## Given records
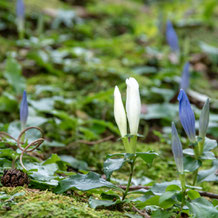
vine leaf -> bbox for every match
[187,198,218,218]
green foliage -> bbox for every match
[0,0,218,217]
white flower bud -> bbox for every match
[114,86,127,137]
[126,77,141,135]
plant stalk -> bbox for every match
[178,174,186,217]
[122,156,136,200]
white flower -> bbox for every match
[114,86,127,137]
[126,77,141,135]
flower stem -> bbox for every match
[178,174,186,217]
[130,135,137,153]
[122,137,131,153]
[122,156,136,200]
[192,169,198,185]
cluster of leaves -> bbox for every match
[0,0,218,217]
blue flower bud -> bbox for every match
[172,122,184,174]
[16,0,25,19]
[177,89,195,142]
[166,20,179,52]
[20,91,28,129]
[180,62,190,91]
[199,98,210,139]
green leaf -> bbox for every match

## Exercise task
Put everything from the line containing "white flower bud -> bbox for every match" down to the last line of the items into a JSON list of strings, one string per line, leaving out blank lines.

## Exercise solution
[
  "white flower bud -> bbox for every match",
  "[114,86,127,137]",
  "[126,77,141,135]",
  "plant stalk -> bbox for every match",
  "[178,174,186,217]",
  "[122,156,136,200]",
  "white flower -> bbox for every match",
  "[114,86,127,137]",
  "[126,77,141,135]",
  "flower stem -> bbox for every match",
  "[178,174,186,217]",
  "[130,135,137,153]",
  "[122,137,131,153]",
  "[122,156,136,200]",
  "[192,169,198,185]",
  "cluster of leaves -> bbox for every match",
  "[0,0,218,217]",
  "blue flower bud -> bbox for every match",
  "[172,122,184,174]",
  "[16,0,25,19]",
  "[177,89,195,142]",
  "[166,20,179,52]",
  "[20,91,28,129]",
  "[180,62,190,91]",
  "[199,98,210,139]",
  "green leaf -> bbox for every match"
]